= WORK INSTRUCTIONS =
The full set of entries below, restated word for word and stripped of images, is the expected result.

Stored dataset items
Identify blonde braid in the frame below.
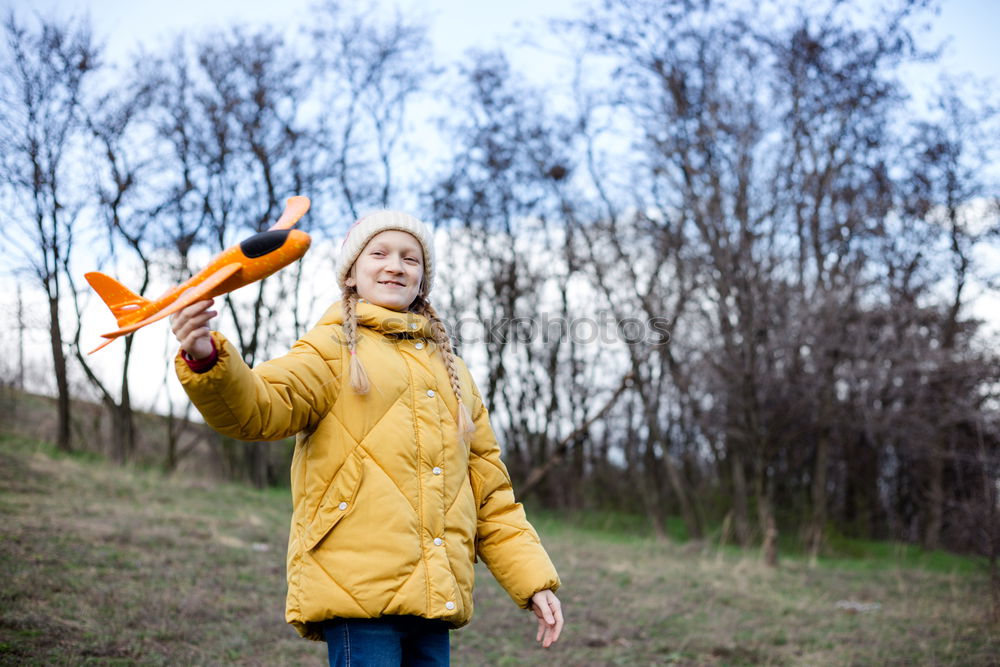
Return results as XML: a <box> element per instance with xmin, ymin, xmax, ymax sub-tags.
<box><xmin>341</xmin><ymin>288</ymin><xmax>370</xmax><ymax>394</ymax></box>
<box><xmin>415</xmin><ymin>298</ymin><xmax>475</xmax><ymax>446</ymax></box>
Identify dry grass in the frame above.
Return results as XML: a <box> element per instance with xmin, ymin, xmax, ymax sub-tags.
<box><xmin>1</xmin><ymin>434</ymin><xmax>997</xmax><ymax>666</ymax></box>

= YOUR SOLUTION =
Identify blonde braid in the frame below.
Return results as XML: a <box> element per instance with xmin, ymin, xmax, ymax sub-tags.
<box><xmin>341</xmin><ymin>288</ymin><xmax>370</xmax><ymax>394</ymax></box>
<box><xmin>415</xmin><ymin>298</ymin><xmax>475</xmax><ymax>446</ymax></box>
Identify dry grass in the frame above.
Return results as XML: a <box> element per instance with xmin, ymin, xmax, ymax sub-tags.
<box><xmin>1</xmin><ymin>434</ymin><xmax>997</xmax><ymax>666</ymax></box>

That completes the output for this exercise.